## DESCRIPTION OF THE TASK
In the listing below, lines with the string "necklace" are to be counted; the number is the entire reply.
:: RECORDS FOR THIS EXERCISE ::
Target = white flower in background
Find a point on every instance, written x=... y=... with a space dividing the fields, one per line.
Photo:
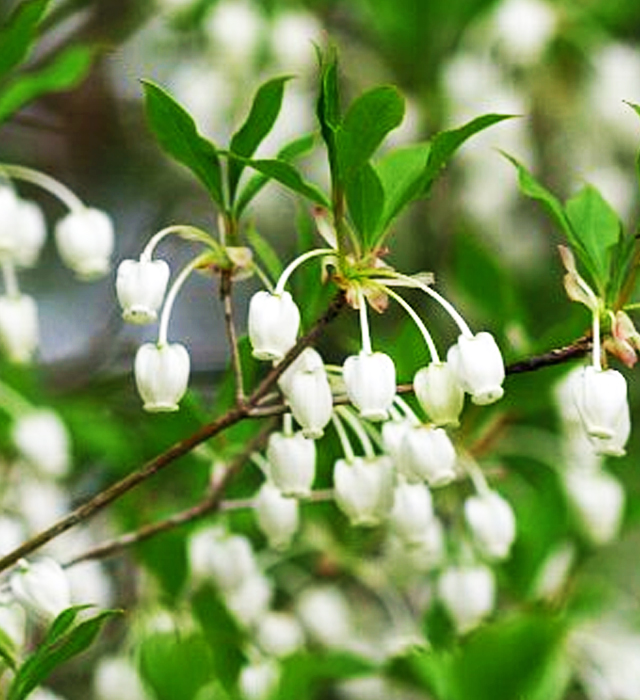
x=162 y=375
x=492 y=524
x=19 y=328
x=412 y=511
x=43 y=441
x=41 y=587
x=291 y=463
x=370 y=381
x=273 y=325
x=141 y=286
x=85 y=241
x=227 y=559
x=116 y=678
x=279 y=634
x=427 y=454
x=468 y=595
x=596 y=500
x=277 y=516
x=306 y=388
x=524 y=28
x=439 y=393
x=478 y=364
x=259 y=679
x=326 y=616
x=364 y=489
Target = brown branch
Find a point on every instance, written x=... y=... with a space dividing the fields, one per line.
x=179 y=449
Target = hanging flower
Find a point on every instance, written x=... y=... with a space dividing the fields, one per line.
x=439 y=393
x=370 y=381
x=141 y=286
x=478 y=364
x=162 y=375
x=274 y=321
x=364 y=489
x=85 y=240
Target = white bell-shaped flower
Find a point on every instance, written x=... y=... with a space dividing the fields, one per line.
x=291 y=463
x=596 y=500
x=412 y=511
x=85 y=240
x=41 y=587
x=277 y=516
x=141 y=286
x=279 y=634
x=274 y=321
x=42 y=439
x=19 y=327
x=468 y=595
x=162 y=375
x=306 y=388
x=478 y=364
x=492 y=524
x=601 y=399
x=427 y=454
x=370 y=381
x=364 y=489
x=439 y=393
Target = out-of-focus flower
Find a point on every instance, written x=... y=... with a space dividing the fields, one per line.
x=162 y=375
x=85 y=241
x=141 y=286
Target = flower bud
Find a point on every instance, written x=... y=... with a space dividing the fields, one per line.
x=492 y=523
x=273 y=325
x=42 y=439
x=85 y=240
x=412 y=511
x=292 y=463
x=370 y=381
x=439 y=393
x=468 y=595
x=478 y=364
x=277 y=516
x=364 y=489
x=19 y=332
x=601 y=399
x=308 y=393
x=427 y=454
x=162 y=375
x=141 y=286
x=41 y=587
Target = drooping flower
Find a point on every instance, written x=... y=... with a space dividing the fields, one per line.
x=370 y=381
x=162 y=375
x=439 y=393
x=364 y=489
x=478 y=364
x=85 y=241
x=273 y=325
x=141 y=286
x=291 y=463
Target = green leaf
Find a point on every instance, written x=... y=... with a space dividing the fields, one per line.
x=63 y=72
x=445 y=143
x=265 y=252
x=365 y=199
x=598 y=229
x=287 y=175
x=369 y=119
x=262 y=116
x=48 y=656
x=401 y=172
x=176 y=667
x=177 y=134
x=18 y=33
x=292 y=150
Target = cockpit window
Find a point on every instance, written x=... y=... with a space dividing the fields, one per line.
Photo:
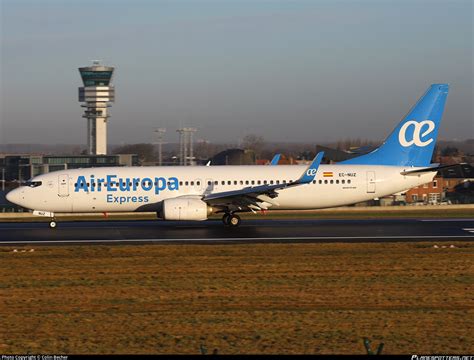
x=32 y=183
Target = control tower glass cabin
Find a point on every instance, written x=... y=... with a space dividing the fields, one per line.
x=97 y=94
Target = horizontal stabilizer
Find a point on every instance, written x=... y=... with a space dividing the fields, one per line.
x=427 y=170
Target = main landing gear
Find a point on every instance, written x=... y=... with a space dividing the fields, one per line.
x=53 y=224
x=231 y=220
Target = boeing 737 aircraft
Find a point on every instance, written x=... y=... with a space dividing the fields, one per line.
x=402 y=162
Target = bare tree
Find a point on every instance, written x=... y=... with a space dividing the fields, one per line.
x=255 y=143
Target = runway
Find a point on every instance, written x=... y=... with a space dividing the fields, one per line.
x=251 y=231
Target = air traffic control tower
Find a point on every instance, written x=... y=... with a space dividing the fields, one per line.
x=96 y=96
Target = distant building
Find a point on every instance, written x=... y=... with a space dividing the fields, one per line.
x=16 y=168
x=447 y=185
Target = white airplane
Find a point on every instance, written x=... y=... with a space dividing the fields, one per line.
x=402 y=162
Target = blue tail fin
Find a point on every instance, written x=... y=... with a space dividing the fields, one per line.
x=413 y=140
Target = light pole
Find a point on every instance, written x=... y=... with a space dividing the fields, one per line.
x=160 y=133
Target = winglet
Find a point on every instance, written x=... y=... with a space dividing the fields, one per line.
x=311 y=171
x=275 y=159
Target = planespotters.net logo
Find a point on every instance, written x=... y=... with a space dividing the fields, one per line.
x=442 y=357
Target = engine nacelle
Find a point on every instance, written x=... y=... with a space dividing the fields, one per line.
x=185 y=209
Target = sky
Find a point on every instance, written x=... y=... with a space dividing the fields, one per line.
x=290 y=71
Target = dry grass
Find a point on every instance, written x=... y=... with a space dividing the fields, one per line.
x=270 y=298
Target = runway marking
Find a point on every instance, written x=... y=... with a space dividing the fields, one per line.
x=236 y=239
x=444 y=220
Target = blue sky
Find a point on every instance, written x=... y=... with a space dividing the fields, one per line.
x=309 y=71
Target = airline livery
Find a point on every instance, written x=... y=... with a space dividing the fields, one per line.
x=403 y=161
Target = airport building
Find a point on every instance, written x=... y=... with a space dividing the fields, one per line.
x=18 y=168
x=97 y=94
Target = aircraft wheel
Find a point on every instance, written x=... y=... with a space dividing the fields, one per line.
x=225 y=219
x=234 y=220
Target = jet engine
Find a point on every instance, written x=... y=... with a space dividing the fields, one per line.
x=185 y=209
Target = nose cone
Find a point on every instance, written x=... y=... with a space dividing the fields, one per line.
x=14 y=196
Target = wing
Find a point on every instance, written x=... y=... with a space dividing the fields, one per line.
x=259 y=197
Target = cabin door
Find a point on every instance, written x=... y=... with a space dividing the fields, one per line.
x=63 y=185
x=370 y=181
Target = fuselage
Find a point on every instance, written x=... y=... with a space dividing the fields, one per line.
x=126 y=189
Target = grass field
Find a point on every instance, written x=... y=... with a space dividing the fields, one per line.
x=251 y=298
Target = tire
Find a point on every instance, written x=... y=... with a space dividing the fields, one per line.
x=234 y=220
x=225 y=219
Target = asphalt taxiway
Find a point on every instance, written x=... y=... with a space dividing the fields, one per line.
x=256 y=231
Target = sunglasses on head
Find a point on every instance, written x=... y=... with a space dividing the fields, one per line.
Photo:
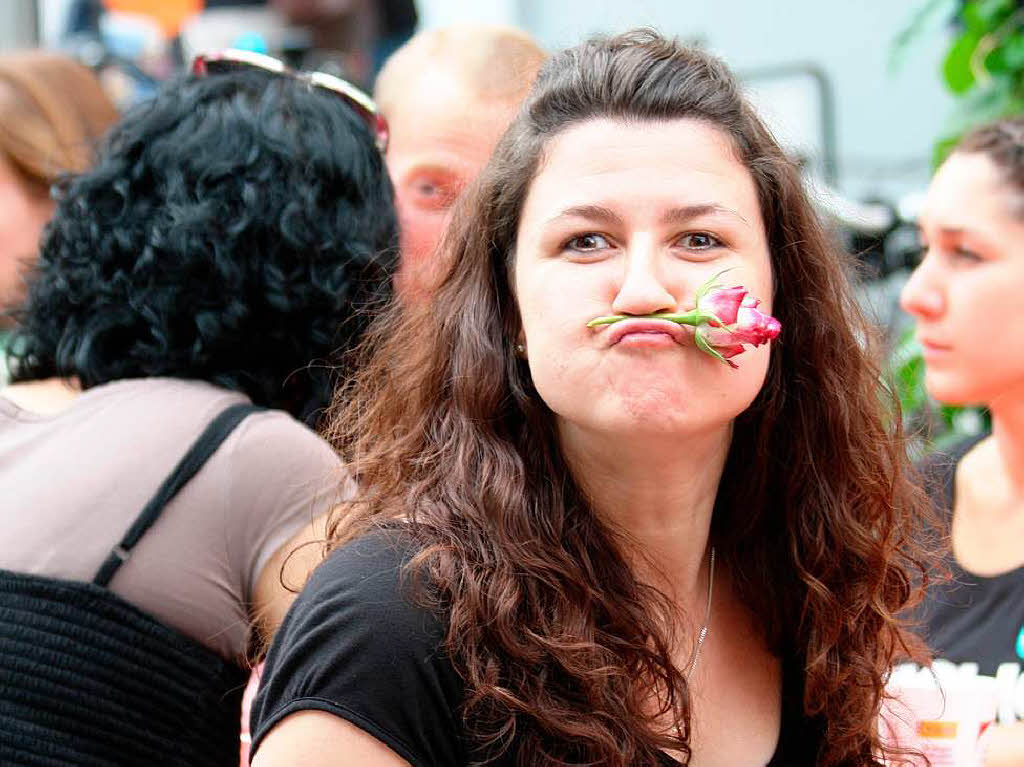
x=236 y=60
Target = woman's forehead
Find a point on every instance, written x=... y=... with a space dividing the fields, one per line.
x=629 y=165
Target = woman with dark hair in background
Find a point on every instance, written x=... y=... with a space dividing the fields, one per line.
x=596 y=544
x=967 y=298
x=52 y=115
x=202 y=280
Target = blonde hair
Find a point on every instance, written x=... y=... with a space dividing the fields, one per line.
x=52 y=113
x=493 y=61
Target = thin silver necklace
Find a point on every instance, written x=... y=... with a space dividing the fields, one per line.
x=704 y=629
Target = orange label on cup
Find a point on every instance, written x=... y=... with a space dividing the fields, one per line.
x=937 y=729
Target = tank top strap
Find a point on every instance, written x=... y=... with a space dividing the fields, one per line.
x=211 y=438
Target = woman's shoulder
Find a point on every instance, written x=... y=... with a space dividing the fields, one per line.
x=359 y=644
x=368 y=578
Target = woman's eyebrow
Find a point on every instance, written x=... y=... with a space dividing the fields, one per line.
x=597 y=213
x=686 y=213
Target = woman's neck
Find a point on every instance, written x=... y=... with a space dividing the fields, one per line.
x=660 y=493
x=1008 y=431
x=48 y=396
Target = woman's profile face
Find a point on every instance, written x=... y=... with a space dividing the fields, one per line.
x=631 y=218
x=968 y=293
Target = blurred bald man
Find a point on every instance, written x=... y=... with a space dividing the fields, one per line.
x=448 y=95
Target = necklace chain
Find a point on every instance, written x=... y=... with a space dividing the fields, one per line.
x=702 y=634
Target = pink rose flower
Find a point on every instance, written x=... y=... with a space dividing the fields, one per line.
x=723 y=302
x=751 y=327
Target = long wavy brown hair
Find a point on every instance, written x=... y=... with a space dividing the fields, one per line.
x=561 y=648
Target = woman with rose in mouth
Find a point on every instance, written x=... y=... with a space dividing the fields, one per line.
x=580 y=536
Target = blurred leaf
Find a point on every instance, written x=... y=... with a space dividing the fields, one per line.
x=991 y=12
x=956 y=68
x=924 y=17
x=1013 y=51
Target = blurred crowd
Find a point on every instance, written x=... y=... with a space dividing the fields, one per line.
x=282 y=280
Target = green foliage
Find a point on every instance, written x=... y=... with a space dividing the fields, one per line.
x=984 y=70
x=983 y=67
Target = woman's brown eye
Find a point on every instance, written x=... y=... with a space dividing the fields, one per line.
x=699 y=241
x=588 y=242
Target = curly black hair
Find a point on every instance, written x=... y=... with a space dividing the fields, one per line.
x=238 y=228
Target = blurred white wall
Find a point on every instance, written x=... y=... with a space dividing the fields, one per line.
x=17 y=24
x=885 y=121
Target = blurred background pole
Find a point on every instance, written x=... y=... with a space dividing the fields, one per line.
x=18 y=24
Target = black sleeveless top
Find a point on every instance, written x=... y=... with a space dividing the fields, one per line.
x=354 y=645
x=970 y=618
x=89 y=679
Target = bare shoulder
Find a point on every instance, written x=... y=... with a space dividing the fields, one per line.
x=315 y=738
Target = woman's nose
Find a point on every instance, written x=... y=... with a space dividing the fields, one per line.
x=643 y=290
x=922 y=296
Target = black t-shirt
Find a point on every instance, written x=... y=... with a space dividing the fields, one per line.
x=970 y=619
x=354 y=645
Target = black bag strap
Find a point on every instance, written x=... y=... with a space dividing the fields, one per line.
x=207 y=443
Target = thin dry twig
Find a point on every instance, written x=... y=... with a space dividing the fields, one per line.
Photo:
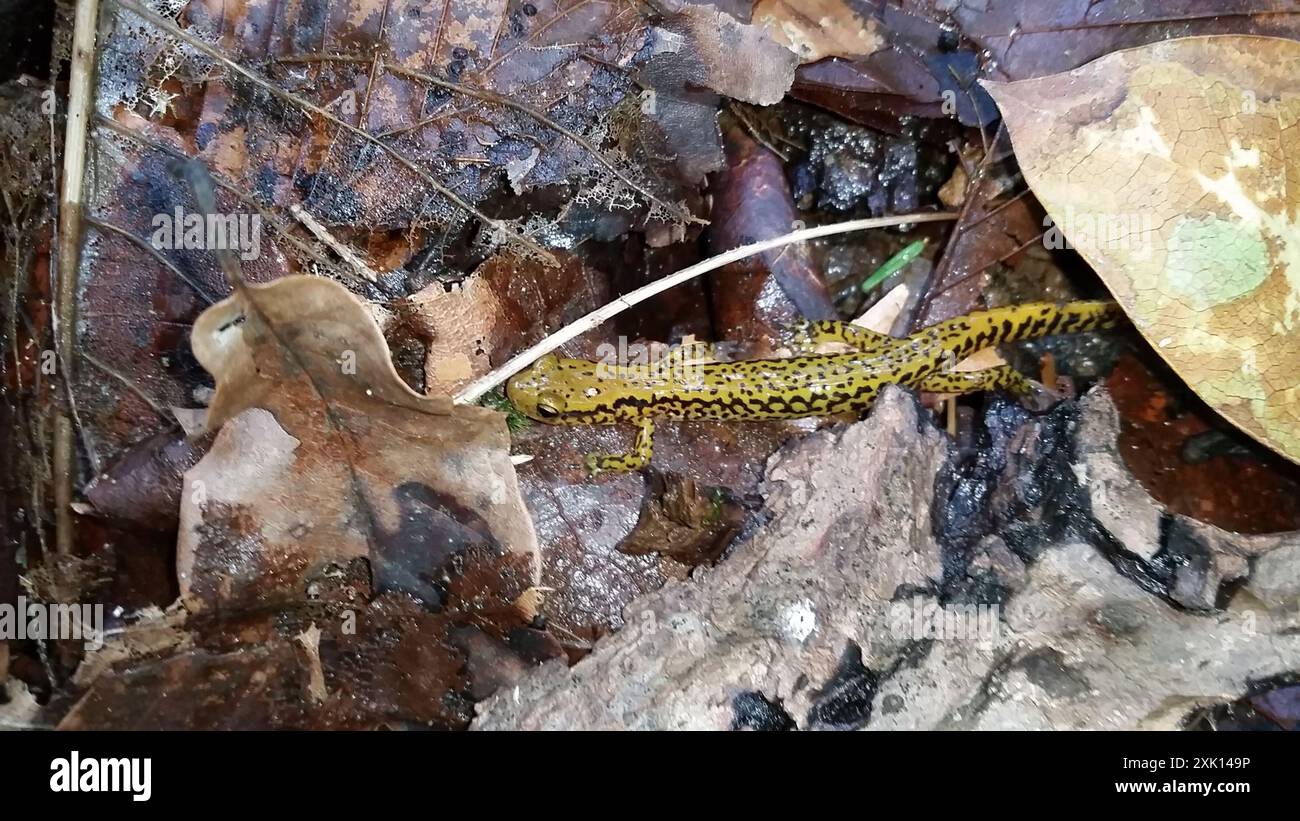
:::
## ANSWER BOX
2